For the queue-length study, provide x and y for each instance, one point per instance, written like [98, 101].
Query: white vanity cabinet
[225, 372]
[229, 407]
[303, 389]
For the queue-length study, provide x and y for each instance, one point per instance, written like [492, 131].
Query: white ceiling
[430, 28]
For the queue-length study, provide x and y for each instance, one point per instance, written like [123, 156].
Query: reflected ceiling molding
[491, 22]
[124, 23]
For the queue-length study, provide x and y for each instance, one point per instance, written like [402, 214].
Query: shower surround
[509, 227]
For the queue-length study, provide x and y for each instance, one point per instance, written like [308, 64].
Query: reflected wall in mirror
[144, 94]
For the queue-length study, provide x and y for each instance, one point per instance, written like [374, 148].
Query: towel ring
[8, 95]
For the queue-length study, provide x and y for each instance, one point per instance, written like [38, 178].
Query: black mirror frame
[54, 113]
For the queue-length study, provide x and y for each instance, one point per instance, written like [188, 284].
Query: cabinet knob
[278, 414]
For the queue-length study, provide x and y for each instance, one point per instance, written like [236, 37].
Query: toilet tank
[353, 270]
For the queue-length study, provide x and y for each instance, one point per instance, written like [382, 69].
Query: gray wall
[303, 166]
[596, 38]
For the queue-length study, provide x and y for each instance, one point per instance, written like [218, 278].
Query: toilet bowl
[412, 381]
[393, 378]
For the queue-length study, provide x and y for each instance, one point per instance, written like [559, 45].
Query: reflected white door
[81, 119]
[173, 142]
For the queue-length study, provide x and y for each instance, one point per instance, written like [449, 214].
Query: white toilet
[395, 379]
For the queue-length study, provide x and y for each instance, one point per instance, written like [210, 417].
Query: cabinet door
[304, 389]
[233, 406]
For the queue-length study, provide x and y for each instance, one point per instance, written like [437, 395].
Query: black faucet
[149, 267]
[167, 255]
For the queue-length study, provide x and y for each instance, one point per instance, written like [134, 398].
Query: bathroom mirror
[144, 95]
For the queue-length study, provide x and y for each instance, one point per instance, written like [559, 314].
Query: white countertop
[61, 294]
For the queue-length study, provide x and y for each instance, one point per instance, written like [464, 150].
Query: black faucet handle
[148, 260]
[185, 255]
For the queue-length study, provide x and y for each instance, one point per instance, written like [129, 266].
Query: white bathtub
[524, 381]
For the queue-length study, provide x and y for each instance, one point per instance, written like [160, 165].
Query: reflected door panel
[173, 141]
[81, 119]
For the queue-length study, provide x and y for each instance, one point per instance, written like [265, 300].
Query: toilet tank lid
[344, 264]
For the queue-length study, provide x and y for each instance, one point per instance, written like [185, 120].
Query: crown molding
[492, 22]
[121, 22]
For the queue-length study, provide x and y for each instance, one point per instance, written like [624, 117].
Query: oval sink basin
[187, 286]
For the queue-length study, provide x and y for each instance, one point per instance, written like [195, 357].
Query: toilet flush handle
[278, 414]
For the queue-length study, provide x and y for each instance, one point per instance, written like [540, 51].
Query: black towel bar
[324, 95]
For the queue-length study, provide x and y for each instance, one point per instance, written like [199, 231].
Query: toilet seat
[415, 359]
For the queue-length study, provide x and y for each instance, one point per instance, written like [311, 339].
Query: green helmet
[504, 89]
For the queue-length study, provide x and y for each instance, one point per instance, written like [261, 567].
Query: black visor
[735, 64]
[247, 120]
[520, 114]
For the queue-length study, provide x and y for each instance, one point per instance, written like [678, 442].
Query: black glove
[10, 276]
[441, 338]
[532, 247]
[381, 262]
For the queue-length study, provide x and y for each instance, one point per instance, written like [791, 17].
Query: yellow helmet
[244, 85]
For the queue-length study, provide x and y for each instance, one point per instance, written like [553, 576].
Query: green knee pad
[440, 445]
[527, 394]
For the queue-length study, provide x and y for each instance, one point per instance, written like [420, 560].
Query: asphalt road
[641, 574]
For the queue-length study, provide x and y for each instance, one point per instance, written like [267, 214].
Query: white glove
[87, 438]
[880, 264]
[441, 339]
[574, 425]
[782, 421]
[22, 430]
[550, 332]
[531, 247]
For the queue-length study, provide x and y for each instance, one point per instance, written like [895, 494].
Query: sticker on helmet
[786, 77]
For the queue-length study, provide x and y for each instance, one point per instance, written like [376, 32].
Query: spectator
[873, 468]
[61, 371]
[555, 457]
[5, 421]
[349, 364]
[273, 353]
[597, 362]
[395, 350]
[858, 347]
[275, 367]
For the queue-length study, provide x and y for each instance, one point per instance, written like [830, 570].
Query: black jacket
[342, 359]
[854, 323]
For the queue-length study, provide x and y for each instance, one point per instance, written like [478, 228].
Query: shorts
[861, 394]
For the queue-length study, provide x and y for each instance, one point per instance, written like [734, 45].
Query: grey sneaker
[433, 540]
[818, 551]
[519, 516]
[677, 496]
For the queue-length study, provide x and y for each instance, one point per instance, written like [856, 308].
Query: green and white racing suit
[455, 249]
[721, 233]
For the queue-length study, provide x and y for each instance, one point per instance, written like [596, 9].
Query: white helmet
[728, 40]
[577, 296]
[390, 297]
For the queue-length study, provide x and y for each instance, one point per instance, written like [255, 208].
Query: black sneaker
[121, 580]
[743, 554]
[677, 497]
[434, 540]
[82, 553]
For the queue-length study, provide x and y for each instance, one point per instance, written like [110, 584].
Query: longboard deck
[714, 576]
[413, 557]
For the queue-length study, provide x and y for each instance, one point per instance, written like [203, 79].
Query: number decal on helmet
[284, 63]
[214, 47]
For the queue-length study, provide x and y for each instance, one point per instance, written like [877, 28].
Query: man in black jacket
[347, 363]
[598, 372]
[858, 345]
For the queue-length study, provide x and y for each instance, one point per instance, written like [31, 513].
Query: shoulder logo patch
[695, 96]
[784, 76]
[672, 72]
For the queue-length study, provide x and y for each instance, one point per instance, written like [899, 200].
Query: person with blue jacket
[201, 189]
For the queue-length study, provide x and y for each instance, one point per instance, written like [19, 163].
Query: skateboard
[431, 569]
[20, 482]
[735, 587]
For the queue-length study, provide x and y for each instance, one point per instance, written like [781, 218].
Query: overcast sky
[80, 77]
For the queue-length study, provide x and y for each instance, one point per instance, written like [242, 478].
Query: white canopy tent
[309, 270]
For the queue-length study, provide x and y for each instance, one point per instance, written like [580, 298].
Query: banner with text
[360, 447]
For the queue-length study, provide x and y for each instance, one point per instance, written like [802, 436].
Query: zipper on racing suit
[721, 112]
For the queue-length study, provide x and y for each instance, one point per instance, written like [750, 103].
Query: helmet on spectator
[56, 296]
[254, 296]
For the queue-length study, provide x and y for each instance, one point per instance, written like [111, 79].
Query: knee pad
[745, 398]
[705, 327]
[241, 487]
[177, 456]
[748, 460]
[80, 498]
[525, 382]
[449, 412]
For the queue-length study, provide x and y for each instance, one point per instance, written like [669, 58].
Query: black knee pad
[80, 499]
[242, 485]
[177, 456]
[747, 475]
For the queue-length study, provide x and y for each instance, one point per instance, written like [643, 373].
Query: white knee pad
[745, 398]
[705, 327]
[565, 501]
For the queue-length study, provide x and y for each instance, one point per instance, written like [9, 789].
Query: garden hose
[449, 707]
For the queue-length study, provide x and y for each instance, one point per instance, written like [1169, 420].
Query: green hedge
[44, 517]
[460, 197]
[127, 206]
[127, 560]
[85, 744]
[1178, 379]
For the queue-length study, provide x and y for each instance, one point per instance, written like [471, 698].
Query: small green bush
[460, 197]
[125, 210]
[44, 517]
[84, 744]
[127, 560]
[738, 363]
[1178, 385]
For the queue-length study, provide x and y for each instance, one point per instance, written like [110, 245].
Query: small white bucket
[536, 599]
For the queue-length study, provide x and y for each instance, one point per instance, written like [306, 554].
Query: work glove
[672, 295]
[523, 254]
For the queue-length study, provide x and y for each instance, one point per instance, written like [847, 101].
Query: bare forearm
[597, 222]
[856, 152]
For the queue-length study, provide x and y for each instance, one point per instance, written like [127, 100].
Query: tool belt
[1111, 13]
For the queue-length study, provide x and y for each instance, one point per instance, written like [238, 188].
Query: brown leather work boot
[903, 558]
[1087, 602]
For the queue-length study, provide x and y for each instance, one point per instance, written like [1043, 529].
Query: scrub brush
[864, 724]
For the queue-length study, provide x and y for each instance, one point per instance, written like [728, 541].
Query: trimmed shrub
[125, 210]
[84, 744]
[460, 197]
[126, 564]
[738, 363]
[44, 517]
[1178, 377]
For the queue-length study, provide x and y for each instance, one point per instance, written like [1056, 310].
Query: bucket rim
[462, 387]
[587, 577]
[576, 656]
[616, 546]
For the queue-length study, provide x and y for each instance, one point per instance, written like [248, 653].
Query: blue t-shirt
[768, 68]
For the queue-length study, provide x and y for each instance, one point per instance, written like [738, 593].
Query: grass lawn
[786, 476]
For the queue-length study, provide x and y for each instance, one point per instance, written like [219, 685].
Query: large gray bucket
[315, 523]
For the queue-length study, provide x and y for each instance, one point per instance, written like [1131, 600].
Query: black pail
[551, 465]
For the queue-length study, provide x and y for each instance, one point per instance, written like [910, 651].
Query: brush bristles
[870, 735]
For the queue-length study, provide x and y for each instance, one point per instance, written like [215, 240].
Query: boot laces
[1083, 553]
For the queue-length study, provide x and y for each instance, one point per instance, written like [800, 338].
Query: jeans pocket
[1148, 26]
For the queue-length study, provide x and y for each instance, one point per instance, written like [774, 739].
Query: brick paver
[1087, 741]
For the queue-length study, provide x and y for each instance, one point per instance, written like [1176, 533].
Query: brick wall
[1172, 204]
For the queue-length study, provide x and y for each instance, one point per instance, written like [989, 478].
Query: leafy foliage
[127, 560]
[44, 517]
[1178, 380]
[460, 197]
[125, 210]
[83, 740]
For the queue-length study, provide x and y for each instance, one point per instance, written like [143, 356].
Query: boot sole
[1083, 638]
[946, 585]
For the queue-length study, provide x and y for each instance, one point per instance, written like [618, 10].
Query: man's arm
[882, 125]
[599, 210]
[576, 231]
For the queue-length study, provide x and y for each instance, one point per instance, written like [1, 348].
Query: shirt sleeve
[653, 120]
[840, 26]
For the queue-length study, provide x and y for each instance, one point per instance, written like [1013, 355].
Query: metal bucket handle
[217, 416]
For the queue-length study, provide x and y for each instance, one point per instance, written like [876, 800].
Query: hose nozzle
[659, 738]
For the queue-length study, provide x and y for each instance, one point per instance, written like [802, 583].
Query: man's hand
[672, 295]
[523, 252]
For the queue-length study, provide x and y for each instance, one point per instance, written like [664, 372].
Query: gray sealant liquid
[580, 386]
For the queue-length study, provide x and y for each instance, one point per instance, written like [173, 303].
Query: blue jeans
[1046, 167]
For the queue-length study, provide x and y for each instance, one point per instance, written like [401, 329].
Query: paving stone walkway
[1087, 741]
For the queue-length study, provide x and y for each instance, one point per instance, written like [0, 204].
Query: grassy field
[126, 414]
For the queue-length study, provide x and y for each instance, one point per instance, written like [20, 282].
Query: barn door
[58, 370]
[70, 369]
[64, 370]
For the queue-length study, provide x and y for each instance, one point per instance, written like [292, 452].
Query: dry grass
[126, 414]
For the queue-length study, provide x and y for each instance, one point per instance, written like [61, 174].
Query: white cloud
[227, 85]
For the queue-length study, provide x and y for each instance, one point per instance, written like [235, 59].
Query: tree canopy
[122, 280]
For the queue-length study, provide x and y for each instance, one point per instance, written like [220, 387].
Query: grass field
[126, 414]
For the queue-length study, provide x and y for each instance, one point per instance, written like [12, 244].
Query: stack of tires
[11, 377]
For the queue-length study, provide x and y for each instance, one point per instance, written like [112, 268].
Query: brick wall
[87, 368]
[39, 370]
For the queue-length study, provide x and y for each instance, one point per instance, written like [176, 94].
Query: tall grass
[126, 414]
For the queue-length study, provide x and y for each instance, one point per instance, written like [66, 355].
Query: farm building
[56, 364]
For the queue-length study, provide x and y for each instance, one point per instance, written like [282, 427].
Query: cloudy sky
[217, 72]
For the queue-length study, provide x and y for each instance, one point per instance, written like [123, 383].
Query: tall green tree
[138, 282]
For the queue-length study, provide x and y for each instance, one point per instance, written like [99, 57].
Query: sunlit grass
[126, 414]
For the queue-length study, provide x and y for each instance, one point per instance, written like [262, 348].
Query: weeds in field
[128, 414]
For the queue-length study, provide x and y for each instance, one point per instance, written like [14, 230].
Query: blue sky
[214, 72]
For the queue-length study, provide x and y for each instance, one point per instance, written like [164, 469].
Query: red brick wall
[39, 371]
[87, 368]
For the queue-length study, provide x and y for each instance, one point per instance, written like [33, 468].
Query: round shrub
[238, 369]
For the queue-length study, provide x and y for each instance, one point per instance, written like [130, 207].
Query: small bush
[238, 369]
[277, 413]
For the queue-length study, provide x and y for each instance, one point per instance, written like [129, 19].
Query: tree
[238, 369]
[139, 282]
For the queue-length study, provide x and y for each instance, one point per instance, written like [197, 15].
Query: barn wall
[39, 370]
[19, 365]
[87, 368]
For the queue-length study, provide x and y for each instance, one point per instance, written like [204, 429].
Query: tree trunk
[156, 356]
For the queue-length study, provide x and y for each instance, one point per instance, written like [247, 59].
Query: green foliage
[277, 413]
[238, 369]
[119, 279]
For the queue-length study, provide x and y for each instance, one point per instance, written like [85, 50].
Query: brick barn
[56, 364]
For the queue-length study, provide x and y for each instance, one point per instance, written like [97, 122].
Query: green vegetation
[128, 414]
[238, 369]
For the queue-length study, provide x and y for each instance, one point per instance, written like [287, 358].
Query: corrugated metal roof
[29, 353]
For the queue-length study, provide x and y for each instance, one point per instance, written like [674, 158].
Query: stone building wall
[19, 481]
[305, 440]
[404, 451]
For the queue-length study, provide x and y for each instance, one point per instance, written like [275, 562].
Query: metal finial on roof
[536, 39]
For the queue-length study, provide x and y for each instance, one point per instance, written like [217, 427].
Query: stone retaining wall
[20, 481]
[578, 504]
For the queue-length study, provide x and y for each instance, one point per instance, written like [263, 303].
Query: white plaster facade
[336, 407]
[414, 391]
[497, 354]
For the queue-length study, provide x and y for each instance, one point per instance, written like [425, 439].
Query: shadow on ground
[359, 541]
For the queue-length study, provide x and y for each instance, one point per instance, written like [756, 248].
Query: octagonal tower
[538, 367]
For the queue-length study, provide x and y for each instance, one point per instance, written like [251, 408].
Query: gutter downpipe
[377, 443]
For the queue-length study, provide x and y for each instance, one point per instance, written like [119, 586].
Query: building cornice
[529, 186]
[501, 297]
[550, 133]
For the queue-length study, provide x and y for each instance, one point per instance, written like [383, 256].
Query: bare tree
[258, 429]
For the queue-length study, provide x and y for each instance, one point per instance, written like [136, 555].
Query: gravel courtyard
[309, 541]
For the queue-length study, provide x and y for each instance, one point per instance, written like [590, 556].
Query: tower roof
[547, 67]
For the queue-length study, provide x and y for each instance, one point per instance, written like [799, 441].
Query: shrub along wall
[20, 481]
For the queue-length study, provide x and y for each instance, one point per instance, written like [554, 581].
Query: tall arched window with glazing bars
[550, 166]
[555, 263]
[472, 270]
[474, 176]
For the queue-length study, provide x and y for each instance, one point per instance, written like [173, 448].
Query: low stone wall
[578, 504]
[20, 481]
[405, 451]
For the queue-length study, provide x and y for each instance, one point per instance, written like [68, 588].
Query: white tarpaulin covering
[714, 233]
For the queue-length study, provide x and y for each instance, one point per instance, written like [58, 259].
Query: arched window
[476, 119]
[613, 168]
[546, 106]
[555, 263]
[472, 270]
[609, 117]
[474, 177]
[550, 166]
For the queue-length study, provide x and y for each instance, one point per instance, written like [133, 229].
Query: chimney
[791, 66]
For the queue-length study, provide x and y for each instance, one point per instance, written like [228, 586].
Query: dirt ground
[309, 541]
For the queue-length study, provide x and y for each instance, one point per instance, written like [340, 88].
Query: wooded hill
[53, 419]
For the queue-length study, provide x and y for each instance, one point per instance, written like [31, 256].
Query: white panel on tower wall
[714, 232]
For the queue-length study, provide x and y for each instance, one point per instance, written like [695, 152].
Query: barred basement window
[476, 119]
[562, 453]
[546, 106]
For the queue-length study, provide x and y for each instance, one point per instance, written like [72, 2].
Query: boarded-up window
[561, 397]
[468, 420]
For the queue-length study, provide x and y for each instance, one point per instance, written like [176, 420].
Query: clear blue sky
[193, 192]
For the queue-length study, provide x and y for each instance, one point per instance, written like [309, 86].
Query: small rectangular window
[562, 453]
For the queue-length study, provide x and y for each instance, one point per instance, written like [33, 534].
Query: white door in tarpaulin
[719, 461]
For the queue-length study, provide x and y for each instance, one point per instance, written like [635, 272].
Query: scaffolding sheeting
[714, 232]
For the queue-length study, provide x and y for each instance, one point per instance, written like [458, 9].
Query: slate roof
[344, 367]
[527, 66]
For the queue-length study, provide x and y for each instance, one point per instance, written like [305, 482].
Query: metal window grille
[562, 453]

★ ★ ★ ★

* **Task item**
Copy out only the lines of the records above from the one with "like [856, 308]." through the one with "like [111, 79].", exactly as they stand, both included.

* **Exercise result**
For the queue-length study, provide x and y for each instance, one point per instance, written like [856, 308].
Query: green and white racing suit
[455, 249]
[721, 233]
For the queue-length study, provide x and y for each instance, one point per instance, written like [596, 9].
Query: white helmet
[728, 40]
[577, 296]
[390, 297]
For the queue-length study, provide x and y for each instance, one point per instance, written like [255, 208].
Query: black sneaker
[121, 580]
[743, 554]
[677, 497]
[434, 540]
[82, 553]
For the queue-length study, provide x and y for each instance, one point per instance, written like [110, 584].
Query: longboard deck
[714, 576]
[413, 557]
For the queue-length study, provide x and y for each instance, one point per instance, written like [203, 79].
Query: number decal on helmet
[284, 63]
[214, 47]
For the queue-length study, provide x and y for each instance, one point per instance, written like [877, 28].
Query: man in black jacket
[347, 363]
[598, 372]
[858, 345]
For the queue-length study, provide x and y for each instance, one point per instance, written like [31, 513].
Query: shoulder logo patch
[695, 96]
[784, 76]
[672, 72]
For the queue-length study, provide x and y for each instance, one point per instance, written like [899, 200].
Query: person with blue jacket
[201, 189]
For the queue-length study, provide x and y for each instance, one point per instance, written like [19, 163].
Query: skateboard
[431, 569]
[20, 482]
[735, 587]
For the queue-length study, provide x and y for each instance, one point per instance, written like [781, 218].
Query: overcast sky
[80, 77]
For the queue-length study, provide x and y for each instance, one point per instance, written like [242, 478].
Query: white canopy tent
[309, 270]
For the queue-length study, provide x and y for each instance, one point per instance, written like [580, 298].
Query: banner with text
[360, 447]
For the queue-length study, provide x and y for each instance, one point per instance, written like [802, 436].
Query: zipper on racing suit
[721, 112]
For the queue-length study, provide x and y for each instance, one point per instance, written like [750, 103].
Query: helmet on spectator
[56, 296]
[254, 296]
For the queue-length study, provide x and y for each instance, one point per instance, written like [111, 79].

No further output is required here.